(To be done)
Print the lines below verbatim, starting at the line that contains "the black helmet" and ending at the line that contains "x=557, y=82". Include both of those lines and nothing else.

(Materials provided)
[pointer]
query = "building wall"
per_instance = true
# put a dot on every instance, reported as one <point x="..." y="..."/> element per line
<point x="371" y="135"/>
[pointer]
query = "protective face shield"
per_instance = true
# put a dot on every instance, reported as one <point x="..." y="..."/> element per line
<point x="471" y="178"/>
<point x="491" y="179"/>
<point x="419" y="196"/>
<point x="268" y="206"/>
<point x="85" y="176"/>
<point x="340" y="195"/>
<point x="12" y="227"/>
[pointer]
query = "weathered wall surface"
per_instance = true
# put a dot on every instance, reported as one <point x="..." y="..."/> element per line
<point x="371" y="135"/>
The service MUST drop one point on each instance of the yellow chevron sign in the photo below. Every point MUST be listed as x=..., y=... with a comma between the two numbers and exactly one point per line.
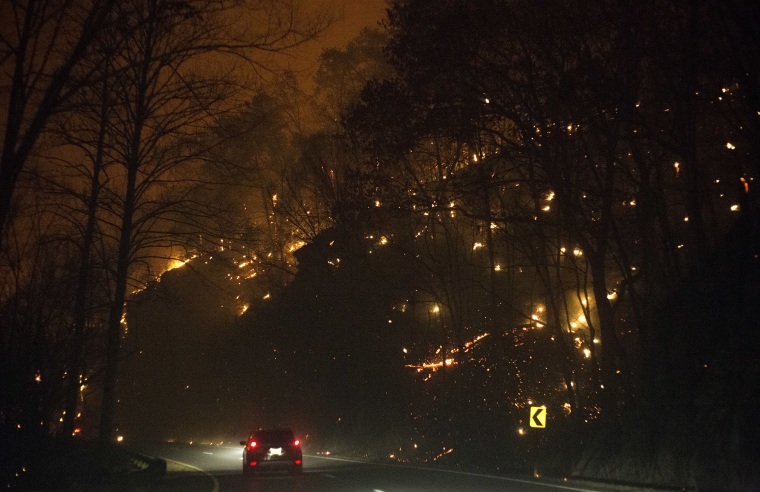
x=538, y=417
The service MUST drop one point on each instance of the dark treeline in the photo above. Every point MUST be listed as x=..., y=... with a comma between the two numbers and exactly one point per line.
x=554, y=204
x=484, y=206
x=107, y=112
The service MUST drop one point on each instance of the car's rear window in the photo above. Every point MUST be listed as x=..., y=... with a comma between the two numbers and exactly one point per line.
x=274, y=436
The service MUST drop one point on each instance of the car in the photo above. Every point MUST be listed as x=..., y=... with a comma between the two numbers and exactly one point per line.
x=272, y=449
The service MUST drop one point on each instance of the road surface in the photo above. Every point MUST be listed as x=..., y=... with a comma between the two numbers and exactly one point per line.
x=205, y=468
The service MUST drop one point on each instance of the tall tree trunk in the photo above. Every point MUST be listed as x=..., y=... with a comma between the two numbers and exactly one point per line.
x=83, y=283
x=113, y=334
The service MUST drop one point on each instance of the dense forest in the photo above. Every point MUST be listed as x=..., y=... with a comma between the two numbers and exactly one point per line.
x=477, y=208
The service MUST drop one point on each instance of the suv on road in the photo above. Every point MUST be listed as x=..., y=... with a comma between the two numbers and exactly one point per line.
x=272, y=448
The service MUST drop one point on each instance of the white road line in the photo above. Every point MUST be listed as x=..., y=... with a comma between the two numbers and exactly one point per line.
x=215, y=488
x=469, y=474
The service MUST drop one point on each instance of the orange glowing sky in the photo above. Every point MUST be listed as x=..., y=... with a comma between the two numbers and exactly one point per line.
x=351, y=16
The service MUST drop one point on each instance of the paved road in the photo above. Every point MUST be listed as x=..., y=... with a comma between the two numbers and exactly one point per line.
x=218, y=468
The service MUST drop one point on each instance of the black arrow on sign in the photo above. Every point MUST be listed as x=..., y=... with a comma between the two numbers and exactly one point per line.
x=535, y=417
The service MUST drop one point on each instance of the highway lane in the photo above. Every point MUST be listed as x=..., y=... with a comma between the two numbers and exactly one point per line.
x=205, y=468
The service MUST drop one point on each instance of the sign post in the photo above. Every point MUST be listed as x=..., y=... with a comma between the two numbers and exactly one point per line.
x=538, y=417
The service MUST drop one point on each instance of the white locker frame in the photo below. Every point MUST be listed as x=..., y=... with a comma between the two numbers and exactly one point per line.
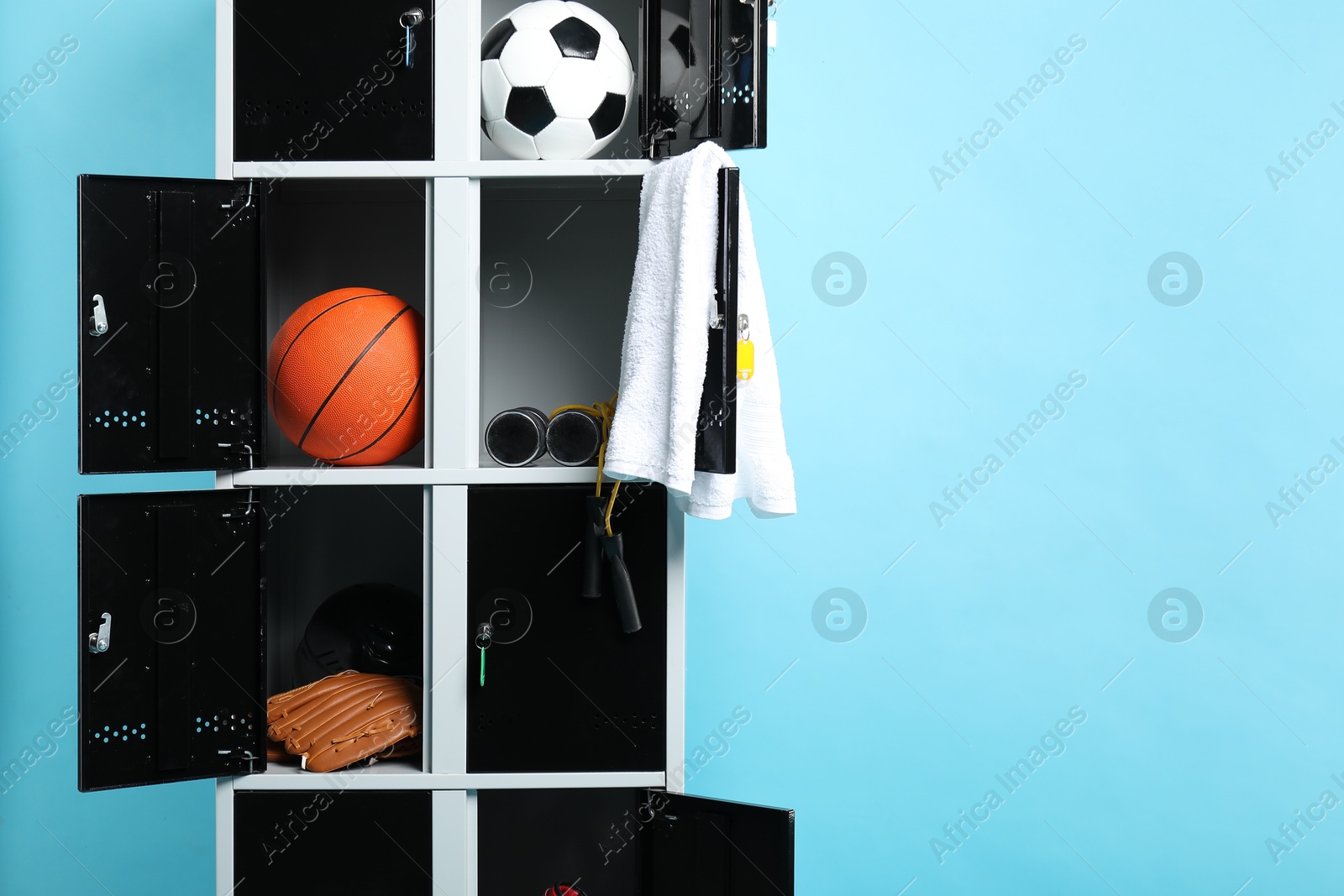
x=454, y=322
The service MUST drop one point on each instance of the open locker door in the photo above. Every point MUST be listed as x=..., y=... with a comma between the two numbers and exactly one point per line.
x=170, y=325
x=171, y=637
x=717, y=427
x=702, y=74
x=716, y=848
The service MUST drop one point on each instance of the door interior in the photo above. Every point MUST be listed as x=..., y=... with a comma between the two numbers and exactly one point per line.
x=171, y=680
x=170, y=325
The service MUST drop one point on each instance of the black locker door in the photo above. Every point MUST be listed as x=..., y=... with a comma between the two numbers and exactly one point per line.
x=716, y=848
x=170, y=325
x=703, y=74
x=564, y=688
x=717, y=427
x=329, y=81
x=371, y=842
x=171, y=637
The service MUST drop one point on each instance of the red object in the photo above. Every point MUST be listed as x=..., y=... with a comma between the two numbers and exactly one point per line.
x=344, y=376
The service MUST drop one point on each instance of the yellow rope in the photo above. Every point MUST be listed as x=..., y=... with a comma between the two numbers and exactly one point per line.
x=604, y=411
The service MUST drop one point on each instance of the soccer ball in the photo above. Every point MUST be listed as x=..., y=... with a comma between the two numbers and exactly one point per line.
x=555, y=81
x=685, y=83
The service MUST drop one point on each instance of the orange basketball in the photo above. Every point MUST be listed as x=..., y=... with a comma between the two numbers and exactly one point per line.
x=344, y=376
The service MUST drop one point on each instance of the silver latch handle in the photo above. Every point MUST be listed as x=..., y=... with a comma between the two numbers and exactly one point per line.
x=98, y=322
x=101, y=640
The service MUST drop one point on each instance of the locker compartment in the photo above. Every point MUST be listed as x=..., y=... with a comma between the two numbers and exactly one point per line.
x=339, y=841
x=329, y=81
x=699, y=74
x=194, y=607
x=557, y=264
x=557, y=261
x=638, y=842
x=183, y=285
x=566, y=689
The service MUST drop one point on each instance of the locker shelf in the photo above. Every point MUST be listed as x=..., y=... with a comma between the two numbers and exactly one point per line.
x=542, y=473
x=401, y=774
x=484, y=170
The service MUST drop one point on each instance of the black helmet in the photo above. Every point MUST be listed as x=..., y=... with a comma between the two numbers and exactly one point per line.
x=373, y=626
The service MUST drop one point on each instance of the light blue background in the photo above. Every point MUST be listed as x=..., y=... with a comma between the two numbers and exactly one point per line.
x=1023, y=605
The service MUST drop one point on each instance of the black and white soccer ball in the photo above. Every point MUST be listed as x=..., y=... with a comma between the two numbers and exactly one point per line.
x=685, y=80
x=557, y=82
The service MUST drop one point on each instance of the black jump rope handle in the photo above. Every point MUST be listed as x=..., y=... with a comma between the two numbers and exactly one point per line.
x=598, y=544
x=593, y=532
x=613, y=548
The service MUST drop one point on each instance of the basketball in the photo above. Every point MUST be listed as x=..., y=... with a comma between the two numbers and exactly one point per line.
x=344, y=376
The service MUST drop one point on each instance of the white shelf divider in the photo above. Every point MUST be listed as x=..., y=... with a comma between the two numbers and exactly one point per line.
x=398, y=778
x=448, y=815
x=457, y=322
x=420, y=170
x=449, y=663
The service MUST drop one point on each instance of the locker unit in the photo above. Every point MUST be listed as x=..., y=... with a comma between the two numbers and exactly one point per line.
x=553, y=758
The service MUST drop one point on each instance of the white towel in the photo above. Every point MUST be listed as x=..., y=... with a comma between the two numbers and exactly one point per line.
x=665, y=349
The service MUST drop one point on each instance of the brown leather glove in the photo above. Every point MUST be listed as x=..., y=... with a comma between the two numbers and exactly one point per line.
x=346, y=718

(Response for this exercise)
The service MUST drop one point on each instance of the black helmet in the photo above. Every point MUST be listed as x=..., y=... with a comma between the two numbers and exactly one point per line.
x=373, y=626
The service MUST drop one point on each instance of the light blue background in the photo above. Every point MUST be listed as x=..., y=... with a comma between the two numbers and exactly one point per line.
x=1023, y=605
The service MUST drop one point on each instance of the black and white soccer ball in the photo above. Every point MUST be listed as x=..., y=... with a comma between the two numbers and exactly one point per line.
x=685, y=80
x=557, y=82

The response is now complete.